* begin Selected text *

From Nov ’08 Spotlight: When Paul Newman died on September 26, the world lost a truly great man, but for all the tributes published in the last month, almost none mentioned the fact that this mensch actually came to international prominence when he starred as “Ari Ben Canaan,” the sabra-hero of Exodus. Newman’s father was Jewish, and he always described himself as Jewish whenever the topic surfaced, so this misplaced political correctness dishonors both the man and his extraordinary career.
I just watched Exodus again. It needs no apologies. Of course it was made in an era of huge epics like Ben-Hur and Lawrence of Arabia, so DVD watchers must plan their own intermission. I suggest you hit “stop” when the camera pans across the King David Hotel (minute 1:40), and resume with lunch on the balcony (chapter 12).

* end Selected text *
* begin Records *

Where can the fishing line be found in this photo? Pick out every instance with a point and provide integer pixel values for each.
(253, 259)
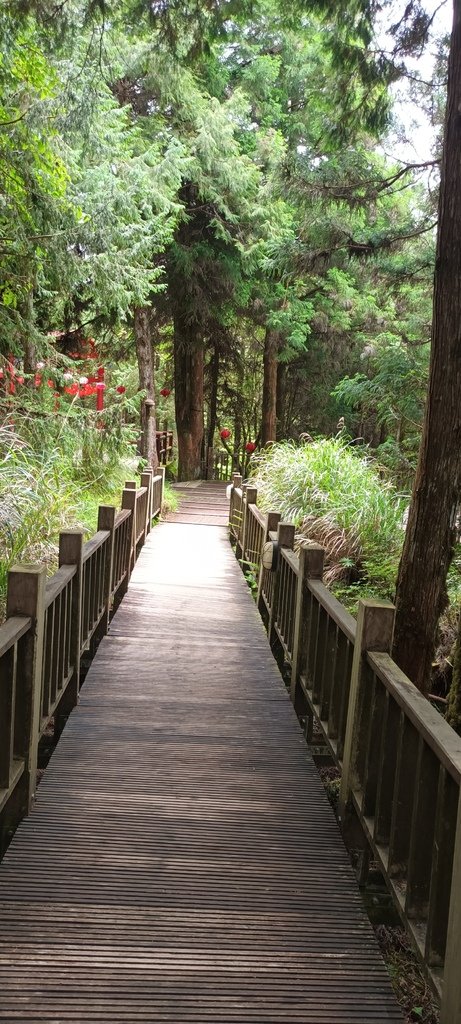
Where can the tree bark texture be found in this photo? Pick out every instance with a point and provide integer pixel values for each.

* end Records *
* begin Records *

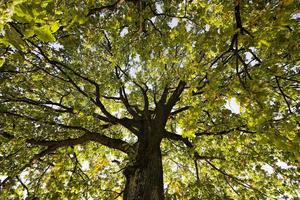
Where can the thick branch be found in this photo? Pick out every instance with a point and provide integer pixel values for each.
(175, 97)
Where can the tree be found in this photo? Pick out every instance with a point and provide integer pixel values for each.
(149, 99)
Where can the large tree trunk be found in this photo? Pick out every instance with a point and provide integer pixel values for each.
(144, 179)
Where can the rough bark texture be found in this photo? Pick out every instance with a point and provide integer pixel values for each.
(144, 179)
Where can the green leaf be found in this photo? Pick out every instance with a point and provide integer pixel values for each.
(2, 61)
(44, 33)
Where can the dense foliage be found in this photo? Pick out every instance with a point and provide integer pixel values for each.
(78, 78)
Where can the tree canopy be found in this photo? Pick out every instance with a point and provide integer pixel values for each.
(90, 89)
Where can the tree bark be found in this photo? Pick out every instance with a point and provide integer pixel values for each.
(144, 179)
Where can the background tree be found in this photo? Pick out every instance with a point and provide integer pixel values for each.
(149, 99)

* end Records *

## Written task 1
Retype the Paul Newman piece from "I just watched" up to and including "balcony (chapter 12).".
## Written task 2
Find each line in the records that contains the string "bark", and copy those lines.
The piece on Paul Newman and Exodus has nothing to do with the records.

## Result 1
I just watched Exodus again. It needs no apologies. Of course it was made in an era of huge epics like Ben-Hur and Lawrence of Arabia, so DVD watchers must plan their own intermission. I suggest you hit “stop” when the camera pans across the King David Hotel (minute 1:40), and resume with lunch on the balcony (chapter 12).

## Result 2
Where can the tree bark texture be found in this photo? Pick out every instance with a point and provide integer pixel values for each.
Where can the rough bark texture be found in this photo? Pick out every instance with a point and provide integer pixel values for each.
Where can the tree bark be found in this photo? Pick out every instance with a point and provide integer pixel values for each.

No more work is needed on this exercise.